#### Stated goal
Reproduce every item below with "workspace image" replaced by "camera frame" throughout, leaving everything else unchanged. Leave out the pictures.

#### Information provided
★ ★ ★ ★

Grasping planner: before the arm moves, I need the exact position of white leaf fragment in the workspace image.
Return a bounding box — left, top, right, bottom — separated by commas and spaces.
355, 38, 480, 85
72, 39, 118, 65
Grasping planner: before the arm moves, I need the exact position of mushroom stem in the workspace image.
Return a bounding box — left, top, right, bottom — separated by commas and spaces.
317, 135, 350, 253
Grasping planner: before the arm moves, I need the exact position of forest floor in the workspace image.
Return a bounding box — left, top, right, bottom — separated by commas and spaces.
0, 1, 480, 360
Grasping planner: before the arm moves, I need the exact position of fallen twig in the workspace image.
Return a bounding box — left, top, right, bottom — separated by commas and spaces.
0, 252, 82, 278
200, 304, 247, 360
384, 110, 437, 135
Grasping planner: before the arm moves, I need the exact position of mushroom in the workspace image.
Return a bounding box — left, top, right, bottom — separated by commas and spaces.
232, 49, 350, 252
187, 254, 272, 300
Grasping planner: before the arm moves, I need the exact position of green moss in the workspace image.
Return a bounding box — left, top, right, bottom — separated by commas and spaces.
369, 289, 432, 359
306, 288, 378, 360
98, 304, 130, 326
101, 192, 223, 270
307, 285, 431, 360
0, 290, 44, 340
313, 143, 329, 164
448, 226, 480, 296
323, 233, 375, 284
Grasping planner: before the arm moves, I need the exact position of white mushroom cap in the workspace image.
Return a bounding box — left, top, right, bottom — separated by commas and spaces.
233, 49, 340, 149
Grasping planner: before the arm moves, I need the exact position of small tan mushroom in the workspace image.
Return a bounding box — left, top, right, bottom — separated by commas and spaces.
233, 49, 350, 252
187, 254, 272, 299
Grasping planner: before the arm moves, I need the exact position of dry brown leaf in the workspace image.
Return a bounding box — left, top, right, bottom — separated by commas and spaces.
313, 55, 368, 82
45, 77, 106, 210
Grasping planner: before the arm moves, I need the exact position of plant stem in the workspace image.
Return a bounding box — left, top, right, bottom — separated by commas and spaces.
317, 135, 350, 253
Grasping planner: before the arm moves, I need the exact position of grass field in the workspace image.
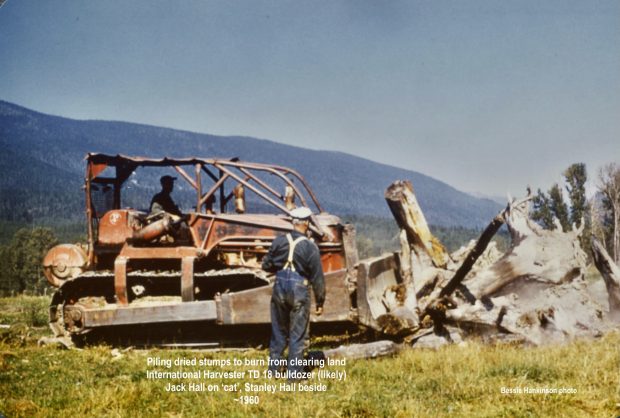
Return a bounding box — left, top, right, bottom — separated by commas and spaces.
0, 297, 620, 417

★ ★ ★ ★

#### Task response
Grasping planner: before the arm moves, I need the exact position of white leaf fragment in the camera frame.
Return a bounding box — left, top, right, bottom — separated by commas and spaces.
355, 38, 480, 85
72, 39, 118, 65
Grasping planner: before the arm moves, I need the exact position of mushroom stem in the camera frame.
Return a bounding box — left, top, right, bottom — separated by commas and spaces.
317, 135, 350, 253
Grasping planner: before the arm moves, I need the exact position of forest floor in the camera frame.
Return a bounding box — left, top, right, bottom — separated by commas and spaces.
0, 1, 480, 360
Grasping planner: before the arm moves, I need the exact position of fallen twig in the camera frame.
Return a bounding box — left, top, right, bottom — separated by commas and spaces.
0, 252, 82, 278
200, 304, 247, 360
384, 110, 437, 135
Grasping planner: before the arm moves, I need the exact position of mushroom in the camera frame.
Return a bounding box — left, top, right, bottom — separated by commas and spaces.
232, 49, 350, 252
187, 254, 272, 300
Grasping planner: before the arm moves, I need the exact position of green moss in the camera frame.
Return a bounding box — left, top, right, bottom — separated by commas and spaces.
369, 289, 432, 359
306, 288, 378, 360
98, 304, 130, 326
101, 192, 223, 270
307, 285, 431, 360
0, 290, 44, 340
313, 143, 329, 164
448, 226, 480, 296
323, 233, 375, 284
Grasping planner: before the arm moves, I need the exact position of white mushroom cap in the camera frame.
Return a bounding box — left, top, right, bottom — separated by commas and spaces.
233, 49, 340, 149
Grasping planner: before the arm moves, I need the exact position of small tan mushroom in the camera frame.
Return a bounding box — left, top, right, bottom — separated by commas and spaces.
233, 49, 350, 252
187, 254, 272, 299
Grasping planner: before the arm moves, I need the exact position of dry brown leaf in the camera frame.
Return a bounding box — left, top, right, bottom — separated by commas and spaces.
313, 55, 368, 82
45, 77, 106, 210
Grasping planner: before the arm moves, I need the exact position of plant stem in the camera frame.
Return a bounding box — left, top, right, bottom — separated by commas and spaces.
317, 135, 350, 253
Grasping planner: before the arm moves, I need the exact position of grass field in the camera frame.
Return a bounding box — left, top, right, bottom — separated by commas and spaces.
0, 297, 620, 417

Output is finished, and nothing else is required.